____ TEXTAUSSCHNITT

Neu an der Leuphana: Prof. Dr. Johanna Croon-Gestefeld

EU-Recht im gesellschaftlichen Wandel

30.05.2023 Studium und Promotion am Europäischen Hochschulinstitut in Florenz, Forschungsaufenthalte am Europäischen Gerichtshof und der Yale Law School: Die Juristin ist Expertin auf dem Gebiet des Transnationalen Rechts. Seit April ist Johanna Croon-Gestefeld Professorin für Bürgerliches Recht, insbesondere Transnationales Privatrecht, an der Leuphana Law School. Sie betrachtet das Bürgerliche Recht im Kontext von gesellschaftlichen Entwicklungen.

Prof. Croon Gerstefeld ©Leuphana / Ciara Charlotte Burgess
Prof. Croon Gerstefeld ©Leuphana / Ciara Charlotte Burgess
Prof. Croon Gerstefeld ©Leuphana / Ciara Charlotte Burgess

„Die Professur an der Leuphana bildet genau meine Interessen ab“, findet Johanna Croon-Gestefeld, „hier kann ich mich dem Privatrecht im Mehrebenensystem widmen.“ Das heißt, auf Bundesebene, europaweit und international. Die 37-Jährige hat sich bewusst für die Stelle entschieden, einen Ruf an die Universität Bremen lehnte sie zugunsten der Leuphana ab. In ihrer Forschung möchte sich die Rechtswissenschaftlerin künftig auf transnationales Familienrecht sowie nachhaltiges Privatrecht fokussieren. Wie kann der Schutz von pflegebedürftigen Erwachsenen in Fällen mit grenzüberschreitendem Bezug sichergestellt werden oder wie kann gleichgeschlechtliche Elternschaft innerhalb der Europäischen Union Anerkennung finden? Und wie verändern Diskussionen rund um die Klimakrise das Recht, etwa wenn es um den „Green Deal“ der EU oder Klimahaftungsklagen gegen Großkonzerne geht? „Mein Ansatz für solche Fragen ist kein ideologischer“, betont Croon-Gestefeld, „sondern es geht mir darum, wie sich das Recht verändert und welche Fragestellungen sich aus der gesellschaftlichen Entwicklung für das Recht ergeben.“ Die Leuphana sei für solche Fragen der richtige Ort: „Hier besteht ehrliche Neugier und ein offener Blick für gesellschaftliche Fragen“, sagt Croon-Gestefeld.

________

* ÜBUNGSAUFGABE *
Welchen Ruf hat Johanna Croon-Gestefeld laut dem Artikel über ihre Berufung an die Leuphana abgelehnt? Das Material stammt aus einer anderen Quelle.

____ INHALT DES DATENSATZES

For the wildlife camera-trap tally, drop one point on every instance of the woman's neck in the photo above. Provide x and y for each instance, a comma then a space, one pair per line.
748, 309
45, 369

________

* SCHRIFTLICHE LÖSUNG *
Einen Ruf an die Universität Bremen.